===== ENTRIES SUPPLIED =====

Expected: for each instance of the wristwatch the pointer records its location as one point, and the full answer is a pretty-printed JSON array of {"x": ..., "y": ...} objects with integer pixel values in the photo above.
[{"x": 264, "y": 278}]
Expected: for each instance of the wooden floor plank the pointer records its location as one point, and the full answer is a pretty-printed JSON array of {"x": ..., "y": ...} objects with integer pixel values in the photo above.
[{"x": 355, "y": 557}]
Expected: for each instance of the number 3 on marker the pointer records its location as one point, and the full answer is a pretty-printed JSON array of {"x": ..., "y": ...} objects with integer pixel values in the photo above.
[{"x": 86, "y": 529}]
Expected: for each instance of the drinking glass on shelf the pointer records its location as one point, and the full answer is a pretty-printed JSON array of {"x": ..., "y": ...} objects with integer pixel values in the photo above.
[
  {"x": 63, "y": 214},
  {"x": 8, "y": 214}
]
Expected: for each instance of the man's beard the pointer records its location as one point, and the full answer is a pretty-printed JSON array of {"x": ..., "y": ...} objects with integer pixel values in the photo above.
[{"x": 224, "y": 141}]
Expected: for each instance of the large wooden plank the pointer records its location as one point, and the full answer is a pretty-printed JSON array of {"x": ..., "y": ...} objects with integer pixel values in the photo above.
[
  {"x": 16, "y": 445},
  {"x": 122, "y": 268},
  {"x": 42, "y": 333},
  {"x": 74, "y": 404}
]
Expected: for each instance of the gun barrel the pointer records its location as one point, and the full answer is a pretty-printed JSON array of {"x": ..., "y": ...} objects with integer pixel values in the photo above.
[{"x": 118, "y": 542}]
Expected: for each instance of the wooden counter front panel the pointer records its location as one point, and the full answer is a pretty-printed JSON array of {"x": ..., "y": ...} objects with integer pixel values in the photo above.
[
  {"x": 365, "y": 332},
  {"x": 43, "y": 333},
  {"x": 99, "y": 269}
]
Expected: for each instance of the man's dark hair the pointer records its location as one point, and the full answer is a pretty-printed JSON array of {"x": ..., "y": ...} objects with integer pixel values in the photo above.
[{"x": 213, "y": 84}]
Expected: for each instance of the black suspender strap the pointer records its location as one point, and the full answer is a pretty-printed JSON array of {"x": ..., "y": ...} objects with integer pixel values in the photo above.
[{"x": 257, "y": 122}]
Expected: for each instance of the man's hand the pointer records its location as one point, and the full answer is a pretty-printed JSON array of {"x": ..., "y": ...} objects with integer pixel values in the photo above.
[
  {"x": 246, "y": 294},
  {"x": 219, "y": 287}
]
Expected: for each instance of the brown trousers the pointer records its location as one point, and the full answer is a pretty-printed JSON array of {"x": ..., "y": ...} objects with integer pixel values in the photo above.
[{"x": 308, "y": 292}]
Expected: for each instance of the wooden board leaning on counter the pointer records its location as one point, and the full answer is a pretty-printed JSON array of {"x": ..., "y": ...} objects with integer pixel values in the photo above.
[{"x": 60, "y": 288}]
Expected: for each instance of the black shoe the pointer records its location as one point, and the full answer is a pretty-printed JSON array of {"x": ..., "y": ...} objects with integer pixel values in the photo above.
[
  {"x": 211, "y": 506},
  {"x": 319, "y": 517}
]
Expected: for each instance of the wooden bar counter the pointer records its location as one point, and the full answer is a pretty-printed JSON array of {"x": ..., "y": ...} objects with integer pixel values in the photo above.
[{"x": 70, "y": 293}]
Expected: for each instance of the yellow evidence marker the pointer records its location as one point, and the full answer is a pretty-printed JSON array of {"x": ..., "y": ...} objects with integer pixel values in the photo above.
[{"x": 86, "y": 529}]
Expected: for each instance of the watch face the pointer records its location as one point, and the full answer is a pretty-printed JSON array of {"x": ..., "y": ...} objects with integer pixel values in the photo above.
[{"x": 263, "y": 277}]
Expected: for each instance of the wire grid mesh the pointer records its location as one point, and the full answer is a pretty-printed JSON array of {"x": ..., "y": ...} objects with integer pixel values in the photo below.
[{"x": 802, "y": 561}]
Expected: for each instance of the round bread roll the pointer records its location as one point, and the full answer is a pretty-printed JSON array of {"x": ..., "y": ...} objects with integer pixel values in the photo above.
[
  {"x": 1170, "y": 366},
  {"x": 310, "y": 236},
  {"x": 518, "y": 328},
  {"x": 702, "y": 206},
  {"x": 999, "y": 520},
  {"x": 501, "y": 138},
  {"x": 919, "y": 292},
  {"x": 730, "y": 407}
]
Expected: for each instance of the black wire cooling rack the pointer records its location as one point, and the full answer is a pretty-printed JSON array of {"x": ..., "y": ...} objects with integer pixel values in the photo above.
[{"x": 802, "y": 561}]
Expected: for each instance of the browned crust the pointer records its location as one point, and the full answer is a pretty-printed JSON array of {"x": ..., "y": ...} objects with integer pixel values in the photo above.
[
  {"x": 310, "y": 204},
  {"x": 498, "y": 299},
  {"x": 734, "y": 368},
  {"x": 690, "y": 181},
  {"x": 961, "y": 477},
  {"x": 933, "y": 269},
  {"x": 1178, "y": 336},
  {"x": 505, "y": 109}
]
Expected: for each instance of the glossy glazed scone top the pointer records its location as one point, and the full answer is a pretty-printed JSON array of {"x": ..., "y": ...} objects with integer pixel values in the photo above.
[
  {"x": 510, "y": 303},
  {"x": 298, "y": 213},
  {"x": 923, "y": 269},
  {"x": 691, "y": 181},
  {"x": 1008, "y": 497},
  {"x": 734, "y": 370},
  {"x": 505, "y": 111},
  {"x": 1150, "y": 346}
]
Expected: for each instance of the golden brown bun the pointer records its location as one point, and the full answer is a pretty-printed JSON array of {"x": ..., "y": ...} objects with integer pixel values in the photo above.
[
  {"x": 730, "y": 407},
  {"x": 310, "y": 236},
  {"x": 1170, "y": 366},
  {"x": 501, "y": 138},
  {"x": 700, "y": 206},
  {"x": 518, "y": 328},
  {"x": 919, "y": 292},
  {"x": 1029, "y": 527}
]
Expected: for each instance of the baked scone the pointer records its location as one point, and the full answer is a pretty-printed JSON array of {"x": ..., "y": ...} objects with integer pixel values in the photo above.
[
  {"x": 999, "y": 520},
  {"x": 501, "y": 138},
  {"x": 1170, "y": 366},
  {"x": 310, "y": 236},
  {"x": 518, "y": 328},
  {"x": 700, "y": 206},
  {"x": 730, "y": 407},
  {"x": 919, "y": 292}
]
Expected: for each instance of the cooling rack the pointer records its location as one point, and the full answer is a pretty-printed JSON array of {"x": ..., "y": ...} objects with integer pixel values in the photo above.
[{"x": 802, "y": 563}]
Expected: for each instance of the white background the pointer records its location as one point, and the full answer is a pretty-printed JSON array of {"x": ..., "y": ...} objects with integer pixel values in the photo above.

=====

## THE PROBLEM
Exactly as they appear above, return all of the records.

## TASK ANSWER
Expected: for each instance of the wristwatch the pointer records its location as one point, and the full answer is a pretty-printed JSON array of {"x": ..., "y": ...} objects with integer pixel values in the photo above.
[{"x": 264, "y": 278}]
Expected: for each instance of the wooden floor plank the pointer records its location as one point, and the full answer is a pretty-printed JSON array of {"x": ..., "y": ...} objects with integer pixel values in the photo above.
[{"x": 355, "y": 557}]
Expected: for each instance of the number 3 on marker the pointer records its location as one point, and the full answer is a pretty-printed JSON array of {"x": ..., "y": ...} objects with integer pixel values in the photo above.
[{"x": 86, "y": 529}]
Expected: for each instance of the drinking glass on shelf the pointer records its location as one point, and the full answer is a pretty-printed JSON array of {"x": ..., "y": ...} objects with integer pixel values in the photo above.
[
  {"x": 63, "y": 214},
  {"x": 8, "y": 214}
]
Expected: for each instance of the man's beard the pointer records its location as one point, and the full answer is a pretty-printed JSON array of {"x": ..., "y": ...} objects with integer pixel values in the photo above.
[{"x": 224, "y": 141}]
Expected: for each instance of the large wooden plank the pointer records its location as one point, and the full answer is a pretty-printed JSON array of {"x": ..., "y": ...} objects with integer pixel values in the photo above.
[
  {"x": 16, "y": 445},
  {"x": 122, "y": 268},
  {"x": 42, "y": 333},
  {"x": 74, "y": 404}
]
Expected: for each instance of the gun barrel the pointer records its location as one point, and the full answer is a pretty-printed JSON array of {"x": ..., "y": ...} objects with integer pixel values in the photo above.
[{"x": 118, "y": 542}]
Expected: for each instance of the wooden counter front panel the pointer records its location as one point, and the full answer is a pretty-printed JSON array of {"x": ..., "y": ...} objects with integer pixel values in the photo above.
[
  {"x": 365, "y": 332},
  {"x": 43, "y": 333},
  {"x": 99, "y": 269}
]
Expected: for each instance of the man's dark hair the pointer records its location as one point, and the full answer is a pretty-printed JSON array of {"x": ..., "y": ...} objects with integer pixel values in the photo above.
[{"x": 213, "y": 84}]
Expected: for each instance of the black suspender strap the pointer records its location as one point, and the full answer is a pretty-printed JSON array of {"x": ..., "y": ...} objects with integer pixel values in the photo above.
[{"x": 257, "y": 122}]
Expected: for each instance of the man's hand the pointer records its location as one point, and the full answer is a pretty-printed JSON array of {"x": ..., "y": ...} objects with integer pixel values in the photo above.
[
  {"x": 246, "y": 294},
  {"x": 219, "y": 287}
]
Expected: for each instance of the brown trousers the pointer records its location as one point, and the full answer is a pretty-printed JSON array of {"x": ..., "y": ...} objects with integer pixel values in the photo above.
[{"x": 308, "y": 292}]
Expected: for each instance of the wooden board leaning on counter the pointer records its location as one point, and the full answer is a pretty-printed JSON array of {"x": ..., "y": ...} objects with integer pixel values in the photo above.
[{"x": 60, "y": 288}]
Expected: for each instance of the black shoe the pointer records its location as one point, and the full answer is a pretty-printed JSON array of {"x": ..., "y": ...} objects with integer pixel values in the photo above.
[
  {"x": 211, "y": 506},
  {"x": 319, "y": 517}
]
Expected: for each instance of the wooden bar counter the pointer records its location as one point, and the full answer is a pretty-printed JSON array of {"x": ..., "y": ...} objects with integer pixel values in the photo above.
[{"x": 70, "y": 293}]
Expected: for each instance of the yellow evidence marker the pointer records its location as one point, and the full answer is a pretty-printed JSON array of {"x": ..., "y": ...} objects with integer pixel values in the photo above.
[{"x": 86, "y": 529}]
Expected: for each instance of the watch face the pointer records its location as one point, and the full answer is a pretty-printed JSON array of {"x": ..., "y": ...} objects with integer pixel values in the photo above.
[{"x": 263, "y": 277}]
Expected: for each instance of the wire grid mesh the pointer records its location as one point, and the full answer is a pretty-printed JSON array of {"x": ..., "y": ...} objects with integer pixel values in the photo below.
[{"x": 802, "y": 561}]
Expected: for each instance of the round bread roll the pointer records its location as one point, and the full answer is a pretty-printed JSON array of {"x": ..., "y": ...} objects with integer pixel values in the photo above.
[
  {"x": 1170, "y": 366},
  {"x": 310, "y": 236},
  {"x": 518, "y": 328},
  {"x": 702, "y": 206},
  {"x": 999, "y": 520},
  {"x": 501, "y": 138},
  {"x": 919, "y": 292},
  {"x": 730, "y": 407}
]
Expected: for each instance of the black wire cooling rack the pointer records its location as one point, and the full answer is a pretty-printed JSON array of {"x": ..., "y": ...} objects with integer pixel values in the photo above.
[{"x": 802, "y": 561}]
Expected: for each instance of the browned crust the pointer records its location as one point, and the full answer is a pretty-printed JSON array of {"x": ..., "y": ...} objects with integer pixel values in the photo above.
[
  {"x": 310, "y": 204},
  {"x": 498, "y": 299},
  {"x": 734, "y": 368},
  {"x": 690, "y": 181},
  {"x": 961, "y": 477},
  {"x": 933, "y": 269},
  {"x": 1178, "y": 336},
  {"x": 505, "y": 109}
]
Expected: for each instance of the glossy glazed scone top the pointer records its location as one point, and the full answer is a pretty-printed JSON array of {"x": ..., "y": ...} objects with integer pixel values in the photo above.
[
  {"x": 510, "y": 303},
  {"x": 298, "y": 213},
  {"x": 923, "y": 269},
  {"x": 691, "y": 181},
  {"x": 1008, "y": 497},
  {"x": 734, "y": 370},
  {"x": 505, "y": 111},
  {"x": 1150, "y": 346}
]
Expected: for each instance of the golden brown bun the pointer records its location as one point, and the full answer is a pretty-printed JSON array of {"x": ..., "y": ...} objects with integer pixel values in the photo above.
[
  {"x": 730, "y": 407},
  {"x": 310, "y": 236},
  {"x": 1170, "y": 366},
  {"x": 501, "y": 138},
  {"x": 700, "y": 206},
  {"x": 518, "y": 328},
  {"x": 919, "y": 292},
  {"x": 1029, "y": 527}
]
Expected: for each instance of the baked scone the pointer records its location as one point, and the full answer is a pretty-printed JSON array of {"x": ..., "y": ...} objects with integer pixel values in the photo above.
[
  {"x": 999, "y": 520},
  {"x": 501, "y": 138},
  {"x": 1170, "y": 366},
  {"x": 310, "y": 236},
  {"x": 518, "y": 328},
  {"x": 700, "y": 206},
  {"x": 730, "y": 407},
  {"x": 919, "y": 292}
]
Expected: for each instance of the cooling rack the pointer records its location as one point, and the full answer is a pretty-printed JSON array of {"x": ..., "y": ...} objects with integer pixel values in the photo above.
[{"x": 802, "y": 563}]
Expected: for each instance of the white background the pointer records its location as one point, and the full answer is a pretty-printed JSON array of {"x": ..., "y": ...} objects with integer pixel values in the photo above.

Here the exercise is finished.